## Work request 1:
In the piece about Honours research projects, over what months does a student carry out the project?
## Work request 2:
Extend the piece on Honours research projects, picking up after its final line.

**** Source extract ****

All About the Honours Research Projects
By Léa Montminy-Bergeron
I am an Honours Bachelor of Science student, with a specialization in Biochemistry. Sounds fancy, right? But what does it mean? It can be quite confusing, differentiating all sorts of different Bachelor’s degrees options. Up to a few months ago, I wasn’t completely sure myself what my degree entailed (by lack of information on my end!). After talking to older students and doing some research of my own, I can finally confirm what it means.
What is an Honours Research Project?
Undergraduate students, usually in their final year of studies, will have the opportunity to complete a research project during two (2) sessions, from September to April. You will spend a minimum of 15 to 20 hours per week doing research, but this amount of time can vary depending on the agreement between the student and the supervisor. At the end of your project, you will present your research findings, and submit an Honours thesis which will describe your research.
How can I get the opportunity to participate in an Honours Research Project?

**** Extracted records ****

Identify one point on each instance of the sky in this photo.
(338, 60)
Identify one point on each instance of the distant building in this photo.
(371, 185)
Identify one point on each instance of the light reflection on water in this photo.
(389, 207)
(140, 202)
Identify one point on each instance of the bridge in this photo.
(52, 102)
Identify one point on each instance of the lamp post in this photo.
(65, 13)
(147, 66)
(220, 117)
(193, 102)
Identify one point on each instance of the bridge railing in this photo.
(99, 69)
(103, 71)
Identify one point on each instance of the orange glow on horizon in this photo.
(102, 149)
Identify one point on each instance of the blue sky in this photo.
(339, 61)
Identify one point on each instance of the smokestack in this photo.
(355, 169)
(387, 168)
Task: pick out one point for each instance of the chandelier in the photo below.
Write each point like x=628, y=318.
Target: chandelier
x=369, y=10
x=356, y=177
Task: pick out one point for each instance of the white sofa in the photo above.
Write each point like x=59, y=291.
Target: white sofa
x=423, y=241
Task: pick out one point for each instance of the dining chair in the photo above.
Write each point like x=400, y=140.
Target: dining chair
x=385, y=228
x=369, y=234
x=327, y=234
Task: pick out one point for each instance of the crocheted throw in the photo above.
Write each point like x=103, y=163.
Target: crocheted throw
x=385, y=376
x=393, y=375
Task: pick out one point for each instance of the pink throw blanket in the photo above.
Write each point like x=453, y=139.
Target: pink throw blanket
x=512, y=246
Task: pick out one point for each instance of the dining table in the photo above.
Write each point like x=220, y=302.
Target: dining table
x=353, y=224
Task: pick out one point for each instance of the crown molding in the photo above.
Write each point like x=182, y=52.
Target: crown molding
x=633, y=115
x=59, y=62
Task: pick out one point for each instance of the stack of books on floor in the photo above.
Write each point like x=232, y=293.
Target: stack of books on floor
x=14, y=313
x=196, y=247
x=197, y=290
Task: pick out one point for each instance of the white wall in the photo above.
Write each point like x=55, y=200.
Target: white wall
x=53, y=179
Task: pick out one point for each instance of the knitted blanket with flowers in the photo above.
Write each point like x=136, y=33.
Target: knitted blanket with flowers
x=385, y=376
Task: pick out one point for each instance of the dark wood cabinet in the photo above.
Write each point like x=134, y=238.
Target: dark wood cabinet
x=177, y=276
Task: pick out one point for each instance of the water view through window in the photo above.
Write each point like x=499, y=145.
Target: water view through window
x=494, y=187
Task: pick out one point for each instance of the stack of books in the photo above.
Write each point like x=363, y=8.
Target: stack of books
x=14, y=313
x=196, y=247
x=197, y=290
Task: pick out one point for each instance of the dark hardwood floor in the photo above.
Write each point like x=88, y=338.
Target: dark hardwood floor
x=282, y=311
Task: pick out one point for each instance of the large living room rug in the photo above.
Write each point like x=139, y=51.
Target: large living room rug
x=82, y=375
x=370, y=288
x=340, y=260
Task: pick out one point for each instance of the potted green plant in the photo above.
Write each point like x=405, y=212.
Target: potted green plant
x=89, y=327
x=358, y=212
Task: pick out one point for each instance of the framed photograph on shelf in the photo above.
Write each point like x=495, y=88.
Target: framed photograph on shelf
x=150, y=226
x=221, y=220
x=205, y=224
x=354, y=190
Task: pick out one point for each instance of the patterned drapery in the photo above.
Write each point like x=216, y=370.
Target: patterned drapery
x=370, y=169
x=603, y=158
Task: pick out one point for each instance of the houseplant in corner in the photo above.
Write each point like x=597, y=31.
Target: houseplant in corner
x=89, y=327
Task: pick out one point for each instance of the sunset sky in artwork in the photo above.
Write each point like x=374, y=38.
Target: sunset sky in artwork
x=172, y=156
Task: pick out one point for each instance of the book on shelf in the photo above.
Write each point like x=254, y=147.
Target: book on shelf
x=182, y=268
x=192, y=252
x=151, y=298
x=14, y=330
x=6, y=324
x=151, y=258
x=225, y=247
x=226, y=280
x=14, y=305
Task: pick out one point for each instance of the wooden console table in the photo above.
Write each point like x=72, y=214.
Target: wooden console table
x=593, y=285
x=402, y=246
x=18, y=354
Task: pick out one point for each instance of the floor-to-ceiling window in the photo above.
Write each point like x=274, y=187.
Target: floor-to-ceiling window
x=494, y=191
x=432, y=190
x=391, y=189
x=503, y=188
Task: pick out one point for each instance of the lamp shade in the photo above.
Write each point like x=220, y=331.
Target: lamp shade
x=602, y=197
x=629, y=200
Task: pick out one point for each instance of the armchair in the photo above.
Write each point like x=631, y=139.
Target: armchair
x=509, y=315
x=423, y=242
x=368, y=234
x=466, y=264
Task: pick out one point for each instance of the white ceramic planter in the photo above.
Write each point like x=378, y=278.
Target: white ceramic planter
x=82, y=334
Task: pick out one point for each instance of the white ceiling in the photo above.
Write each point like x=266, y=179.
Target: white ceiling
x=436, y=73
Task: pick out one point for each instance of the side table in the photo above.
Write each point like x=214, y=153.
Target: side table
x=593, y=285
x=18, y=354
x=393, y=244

****

## Response area 1:
From September to April, over two sessions.

## Response area 2:
If you are enrolled in an Honours Bachelor of Science with Specialization in a specific discipline, congratulations! Odds are you will get the opportunity to complete a research project. The criteria varies depending on schools however, so I suggest confirming details regarding this with your faculty.
How do I find a professor to supervise me?
Finding a project supervisor is a crucial step of the Honours Project and can sometimes be one of the most stressful tasks. It is recommended that you start your search early - think Fall semester of the year before you plan on starting your Honours project (e.g. Fall Semester of your third year).
Identify potential researchers in both faculties of Science and sometimes Medicine by their interests, and see what type of research peaks your curiosity the most. Once you have a pretty good idea of what you would like to pursue, you should attempt to contact the professor or researcher to explore the option of undertaking a research project in their laboratories. It’s always a good idea to contact multiple professors, as they usually interview several students. Provide them with a resume and your transcript, and offer to meet with them for a potential interview.
Before your interview, inform yourself on the research being done in the lab and make a list of questions about the work. Always show interest! Keep in mind that professors select students according to different criteria. If you can, try to get some input from old students or employees in the lab.
If you don’t find a supervisor, it’s not the end of the world, and you might not be the only one! Please contact the office in charge, and they might be able to help you identify supervisors who might still be looking for students.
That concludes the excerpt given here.